▶ _Exercise A_:
In how many lines of the rows below does the word "blue" appear? Reply with the number alone.

The Path is a small independent game by a little shop called Tale of Tales that is described as a horror adventure. The fact that it is an ‘indie’ game sets up several expectations – low budget, lousy graphics, limited scope and appeal, and somewhat derivative of existing works. It probably also suggests to you that it is a ‘casual’ game. If you start playing with those expectations, you will soon feel like you’ve been smacked upside the head with a baseball bat. The Path might be small and short, but it is certainly not a casual game … and it is unlike any other game you’ve ever played. Intrigued? Read on!
The Path is an innovative retelling of the Little Red Riding Hood story. As the description says “Six sisters live in an apartment in the city. One by one their mother sends them on an errand to their grandmother, who is sick and bedridden. The teenagers are instructed to go to grandmother’s house deep in the forest and, by all means, to stay on the path! Wolves are hiding in the woods, just waiting for little girls to stray.”
So … Little Red Riding Hood, eh? Yes, you know, the one where you are on an errand taking a basket to grandmother’s house? This is the same core story, but retold six times from a modern perspective. The girls vary in age from 9 to 19, and the game changes depending upon which one you are controlling. There are almost no environmental sound effects, but instead you are treated to a continuous soundtrack that shifts as the game progresses and matches up wonderfully with everything that happens on screen.
The tale of The Path really needs to be looked at two ways, so here goes. Note: the second analysis could potentially spoil the experience for you, so proceed with caution!
The Path as a Game
You control each little girl identically, from a third person over-the-shoulder perspective with a fairly simple set of controls. You use the WASD keys to move and the mouse to alter the camera angle. There is a button to run, and you interact with things by… releasing all buttons. All of this is introduced when you start the game with the first sister and serves as your only tutorial… and really the only thing approaching direction you will get during the entire game.
Visually the game is actually quite impressive: it is dark and moody and very disturbing. You start standing right where the road ends and the path begins. Behind you is the city and in front of you the path leads on as far as you see. On either side of you are the woods.
Once you get used to the play style, the game becomes more straightforward. There is not much more I can say without revealing stuff that would ruin the fun for you.
The one issue that many folks will have with the game is the pacing – glacial is the only word that comes to mind. There is a run button, but as is true with most adventure games, running means missing pretty much everything. This means you need to walk around and constantly observe your surroundings. As you progress you will realize there were things you missed – again pretty typical – and this means backtracking to get every detail. At the pace you’re moving this is rather tedious.

▶ _Record set_:
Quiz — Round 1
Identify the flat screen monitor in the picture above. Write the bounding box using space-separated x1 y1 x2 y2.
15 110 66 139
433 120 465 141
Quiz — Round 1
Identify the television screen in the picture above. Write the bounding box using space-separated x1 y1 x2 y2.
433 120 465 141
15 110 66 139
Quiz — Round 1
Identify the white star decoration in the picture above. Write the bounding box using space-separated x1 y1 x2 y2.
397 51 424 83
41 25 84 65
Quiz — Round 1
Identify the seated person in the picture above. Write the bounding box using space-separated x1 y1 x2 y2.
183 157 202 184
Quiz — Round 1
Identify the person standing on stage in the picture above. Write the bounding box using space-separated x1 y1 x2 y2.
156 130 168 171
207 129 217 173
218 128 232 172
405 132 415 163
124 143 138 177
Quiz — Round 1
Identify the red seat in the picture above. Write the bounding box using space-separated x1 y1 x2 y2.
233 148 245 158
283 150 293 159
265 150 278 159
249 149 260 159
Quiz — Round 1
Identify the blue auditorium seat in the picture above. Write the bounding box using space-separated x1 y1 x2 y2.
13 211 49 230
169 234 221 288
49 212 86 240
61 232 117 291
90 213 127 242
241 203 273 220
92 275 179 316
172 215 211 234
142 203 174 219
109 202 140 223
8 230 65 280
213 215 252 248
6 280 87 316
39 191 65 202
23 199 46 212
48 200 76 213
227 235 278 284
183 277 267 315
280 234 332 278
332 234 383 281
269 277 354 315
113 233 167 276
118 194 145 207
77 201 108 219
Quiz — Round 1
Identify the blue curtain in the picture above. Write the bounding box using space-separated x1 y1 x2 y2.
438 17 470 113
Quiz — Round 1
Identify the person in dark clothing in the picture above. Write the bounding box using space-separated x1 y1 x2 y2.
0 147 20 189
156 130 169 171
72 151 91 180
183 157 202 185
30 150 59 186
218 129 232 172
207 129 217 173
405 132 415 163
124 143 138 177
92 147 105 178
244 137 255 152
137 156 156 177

▶ _Exercise B_:
How would this sentence from the review of The Path read in Spanish: "Visually the game is actually quite impressive: it is dark and moody and very disturbing."

▶ _Complete answer A_:
2

▶ _Complete answer B_:
Visualmente, el juego es en realidad bastante impresionante: es oscuro, sombrío y muy inquietante.